*Supplied records:*
━━━━━━━━━━━━━━━━━━━━━━━━━━━━━━

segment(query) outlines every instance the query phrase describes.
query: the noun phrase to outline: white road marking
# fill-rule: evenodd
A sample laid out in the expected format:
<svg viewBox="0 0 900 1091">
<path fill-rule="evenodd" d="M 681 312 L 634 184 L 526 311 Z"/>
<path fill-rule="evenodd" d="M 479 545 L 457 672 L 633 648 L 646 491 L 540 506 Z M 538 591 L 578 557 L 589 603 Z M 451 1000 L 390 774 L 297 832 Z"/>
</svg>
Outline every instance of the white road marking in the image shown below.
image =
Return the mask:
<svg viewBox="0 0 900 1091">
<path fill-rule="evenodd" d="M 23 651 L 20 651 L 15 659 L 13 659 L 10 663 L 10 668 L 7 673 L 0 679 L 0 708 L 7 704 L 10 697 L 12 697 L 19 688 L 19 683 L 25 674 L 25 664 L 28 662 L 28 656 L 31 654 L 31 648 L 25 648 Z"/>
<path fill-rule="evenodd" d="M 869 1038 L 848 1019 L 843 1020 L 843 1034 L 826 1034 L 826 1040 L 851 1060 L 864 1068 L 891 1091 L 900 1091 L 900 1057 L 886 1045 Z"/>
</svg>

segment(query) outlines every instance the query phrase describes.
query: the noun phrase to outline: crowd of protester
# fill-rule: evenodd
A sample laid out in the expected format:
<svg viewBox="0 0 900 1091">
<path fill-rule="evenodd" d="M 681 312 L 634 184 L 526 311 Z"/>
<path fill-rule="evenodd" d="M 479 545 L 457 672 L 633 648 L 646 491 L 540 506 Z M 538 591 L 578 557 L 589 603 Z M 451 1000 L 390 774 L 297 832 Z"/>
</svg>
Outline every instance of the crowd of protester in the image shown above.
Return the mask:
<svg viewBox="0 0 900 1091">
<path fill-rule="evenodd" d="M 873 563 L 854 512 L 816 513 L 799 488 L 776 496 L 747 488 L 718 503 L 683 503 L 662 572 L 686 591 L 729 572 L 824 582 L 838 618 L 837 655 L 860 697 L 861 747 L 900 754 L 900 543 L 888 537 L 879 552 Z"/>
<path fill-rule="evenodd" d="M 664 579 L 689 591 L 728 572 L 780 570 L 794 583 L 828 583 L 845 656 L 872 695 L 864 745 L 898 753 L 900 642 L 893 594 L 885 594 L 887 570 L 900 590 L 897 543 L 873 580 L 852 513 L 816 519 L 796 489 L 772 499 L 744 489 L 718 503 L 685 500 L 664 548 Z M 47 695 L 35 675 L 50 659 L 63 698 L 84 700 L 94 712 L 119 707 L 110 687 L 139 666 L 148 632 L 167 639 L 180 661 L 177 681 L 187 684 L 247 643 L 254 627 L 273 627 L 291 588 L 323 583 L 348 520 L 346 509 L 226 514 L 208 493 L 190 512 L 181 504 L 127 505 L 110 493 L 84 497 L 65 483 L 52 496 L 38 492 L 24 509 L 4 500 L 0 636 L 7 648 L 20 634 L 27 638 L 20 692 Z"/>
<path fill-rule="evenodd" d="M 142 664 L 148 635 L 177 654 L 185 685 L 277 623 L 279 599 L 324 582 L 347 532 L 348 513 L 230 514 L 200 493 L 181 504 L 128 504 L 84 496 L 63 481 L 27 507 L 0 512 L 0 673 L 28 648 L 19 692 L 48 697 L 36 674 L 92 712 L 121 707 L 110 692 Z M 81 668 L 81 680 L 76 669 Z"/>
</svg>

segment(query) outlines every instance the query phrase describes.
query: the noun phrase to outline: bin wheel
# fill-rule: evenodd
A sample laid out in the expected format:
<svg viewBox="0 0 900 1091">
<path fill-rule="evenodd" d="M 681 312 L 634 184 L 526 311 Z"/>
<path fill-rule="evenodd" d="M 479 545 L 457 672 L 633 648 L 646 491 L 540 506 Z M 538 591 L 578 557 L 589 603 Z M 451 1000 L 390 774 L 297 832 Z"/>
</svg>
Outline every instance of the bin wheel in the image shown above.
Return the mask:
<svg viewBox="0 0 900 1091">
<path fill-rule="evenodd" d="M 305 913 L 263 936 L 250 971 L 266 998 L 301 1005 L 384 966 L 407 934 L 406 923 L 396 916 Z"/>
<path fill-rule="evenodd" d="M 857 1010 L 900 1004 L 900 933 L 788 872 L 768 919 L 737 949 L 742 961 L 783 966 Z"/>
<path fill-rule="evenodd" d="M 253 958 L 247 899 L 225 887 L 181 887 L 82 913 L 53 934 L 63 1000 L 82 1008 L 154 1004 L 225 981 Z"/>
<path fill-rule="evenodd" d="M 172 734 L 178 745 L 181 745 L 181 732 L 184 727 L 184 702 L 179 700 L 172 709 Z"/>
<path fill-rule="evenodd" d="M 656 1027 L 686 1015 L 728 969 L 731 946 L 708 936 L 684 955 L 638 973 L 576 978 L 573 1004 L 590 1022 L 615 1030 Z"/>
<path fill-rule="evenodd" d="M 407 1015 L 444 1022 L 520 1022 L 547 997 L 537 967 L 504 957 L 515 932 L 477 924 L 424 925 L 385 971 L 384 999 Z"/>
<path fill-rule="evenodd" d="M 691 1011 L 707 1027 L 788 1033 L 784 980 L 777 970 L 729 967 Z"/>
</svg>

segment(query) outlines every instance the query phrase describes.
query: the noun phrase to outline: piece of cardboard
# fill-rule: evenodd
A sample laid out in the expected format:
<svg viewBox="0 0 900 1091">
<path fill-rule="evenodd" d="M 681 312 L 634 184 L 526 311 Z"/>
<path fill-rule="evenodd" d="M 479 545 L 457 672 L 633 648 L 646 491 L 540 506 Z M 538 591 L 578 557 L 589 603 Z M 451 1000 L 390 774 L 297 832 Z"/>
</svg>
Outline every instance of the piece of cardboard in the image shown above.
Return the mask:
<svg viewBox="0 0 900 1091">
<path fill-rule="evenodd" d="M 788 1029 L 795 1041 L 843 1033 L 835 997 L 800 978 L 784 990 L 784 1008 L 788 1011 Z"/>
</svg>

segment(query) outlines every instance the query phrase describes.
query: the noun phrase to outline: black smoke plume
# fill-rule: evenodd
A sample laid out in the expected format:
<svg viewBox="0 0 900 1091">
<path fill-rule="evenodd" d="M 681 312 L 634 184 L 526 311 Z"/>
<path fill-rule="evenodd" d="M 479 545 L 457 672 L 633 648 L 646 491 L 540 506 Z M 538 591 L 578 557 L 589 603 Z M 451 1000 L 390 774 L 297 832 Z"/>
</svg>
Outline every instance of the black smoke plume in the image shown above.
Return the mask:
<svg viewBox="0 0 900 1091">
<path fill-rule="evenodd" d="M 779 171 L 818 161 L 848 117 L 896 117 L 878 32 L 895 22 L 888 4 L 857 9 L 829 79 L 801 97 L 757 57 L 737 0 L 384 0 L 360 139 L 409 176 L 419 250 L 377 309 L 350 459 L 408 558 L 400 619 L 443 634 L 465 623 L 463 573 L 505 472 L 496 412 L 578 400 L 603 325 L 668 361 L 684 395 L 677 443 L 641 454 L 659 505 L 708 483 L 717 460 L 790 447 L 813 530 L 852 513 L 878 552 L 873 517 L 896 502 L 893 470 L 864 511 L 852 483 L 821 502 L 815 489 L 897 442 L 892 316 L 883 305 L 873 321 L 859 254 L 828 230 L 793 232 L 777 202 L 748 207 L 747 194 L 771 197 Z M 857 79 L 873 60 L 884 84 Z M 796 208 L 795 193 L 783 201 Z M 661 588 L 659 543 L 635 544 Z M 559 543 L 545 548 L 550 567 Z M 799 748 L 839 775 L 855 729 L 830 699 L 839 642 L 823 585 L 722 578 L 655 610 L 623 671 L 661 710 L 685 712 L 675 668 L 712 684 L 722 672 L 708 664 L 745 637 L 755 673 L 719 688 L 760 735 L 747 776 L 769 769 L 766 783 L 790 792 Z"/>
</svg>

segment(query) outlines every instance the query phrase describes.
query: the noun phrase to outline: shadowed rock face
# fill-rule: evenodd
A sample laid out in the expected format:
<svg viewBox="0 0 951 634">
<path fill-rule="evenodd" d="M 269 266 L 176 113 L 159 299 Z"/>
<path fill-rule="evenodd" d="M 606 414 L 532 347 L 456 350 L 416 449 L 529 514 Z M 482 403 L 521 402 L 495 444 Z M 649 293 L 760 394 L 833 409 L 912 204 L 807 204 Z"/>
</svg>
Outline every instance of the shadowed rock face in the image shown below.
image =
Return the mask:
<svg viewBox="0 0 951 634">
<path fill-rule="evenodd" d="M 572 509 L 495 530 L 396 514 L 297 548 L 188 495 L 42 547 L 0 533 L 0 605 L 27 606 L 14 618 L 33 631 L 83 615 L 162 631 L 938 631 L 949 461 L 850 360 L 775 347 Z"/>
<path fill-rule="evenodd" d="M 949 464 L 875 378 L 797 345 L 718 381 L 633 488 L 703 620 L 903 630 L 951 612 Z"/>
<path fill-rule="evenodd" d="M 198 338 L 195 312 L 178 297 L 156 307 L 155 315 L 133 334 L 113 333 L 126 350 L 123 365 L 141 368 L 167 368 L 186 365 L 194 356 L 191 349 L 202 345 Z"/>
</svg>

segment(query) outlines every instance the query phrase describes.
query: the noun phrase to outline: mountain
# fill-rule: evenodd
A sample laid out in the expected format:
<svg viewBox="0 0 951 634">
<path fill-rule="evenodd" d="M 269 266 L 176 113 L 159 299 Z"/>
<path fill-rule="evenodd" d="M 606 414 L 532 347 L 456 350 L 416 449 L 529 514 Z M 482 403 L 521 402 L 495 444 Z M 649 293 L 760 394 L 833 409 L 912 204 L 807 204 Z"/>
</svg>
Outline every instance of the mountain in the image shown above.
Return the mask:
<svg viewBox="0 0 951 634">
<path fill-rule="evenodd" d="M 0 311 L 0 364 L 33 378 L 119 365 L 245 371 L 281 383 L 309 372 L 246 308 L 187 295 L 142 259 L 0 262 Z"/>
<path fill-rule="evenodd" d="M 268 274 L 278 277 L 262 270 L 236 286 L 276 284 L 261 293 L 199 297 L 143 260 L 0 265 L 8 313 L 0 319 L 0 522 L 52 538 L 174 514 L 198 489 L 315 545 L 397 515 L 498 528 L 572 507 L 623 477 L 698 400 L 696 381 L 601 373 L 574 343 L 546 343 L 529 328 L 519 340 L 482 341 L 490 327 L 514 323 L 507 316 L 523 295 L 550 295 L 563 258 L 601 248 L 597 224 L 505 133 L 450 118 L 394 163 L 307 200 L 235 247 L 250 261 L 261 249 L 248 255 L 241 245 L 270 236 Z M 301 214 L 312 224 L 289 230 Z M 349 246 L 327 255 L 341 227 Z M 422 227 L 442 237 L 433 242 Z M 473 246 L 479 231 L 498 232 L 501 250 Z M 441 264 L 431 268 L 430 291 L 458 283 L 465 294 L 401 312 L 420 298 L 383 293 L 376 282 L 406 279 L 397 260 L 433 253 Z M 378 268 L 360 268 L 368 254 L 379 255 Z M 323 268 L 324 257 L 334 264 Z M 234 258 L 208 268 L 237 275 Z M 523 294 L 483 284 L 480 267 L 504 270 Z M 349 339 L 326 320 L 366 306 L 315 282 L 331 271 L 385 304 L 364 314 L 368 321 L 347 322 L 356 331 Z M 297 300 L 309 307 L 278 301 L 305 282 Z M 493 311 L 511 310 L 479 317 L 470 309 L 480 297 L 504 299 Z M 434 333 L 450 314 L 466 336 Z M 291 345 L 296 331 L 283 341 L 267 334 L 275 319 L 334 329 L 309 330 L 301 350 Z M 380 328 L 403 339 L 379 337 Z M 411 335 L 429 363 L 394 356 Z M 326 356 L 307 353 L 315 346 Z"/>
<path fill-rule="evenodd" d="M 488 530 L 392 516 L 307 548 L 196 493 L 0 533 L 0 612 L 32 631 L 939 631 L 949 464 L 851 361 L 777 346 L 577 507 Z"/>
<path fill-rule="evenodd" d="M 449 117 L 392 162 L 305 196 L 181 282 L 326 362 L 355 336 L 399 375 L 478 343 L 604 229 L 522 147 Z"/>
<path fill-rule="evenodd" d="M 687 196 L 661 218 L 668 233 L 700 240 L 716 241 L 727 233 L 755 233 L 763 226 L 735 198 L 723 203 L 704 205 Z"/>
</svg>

━━━━━━━━━━━━━━━━━━━━━━━━━━━━━━

Pick out every line in the records above that contains the word "plume", and copy each one in full.

*Answer for the task:*
query: the noun phrase to outline: black smoke plume
Outline every instance of the black smoke plume in the image shown above.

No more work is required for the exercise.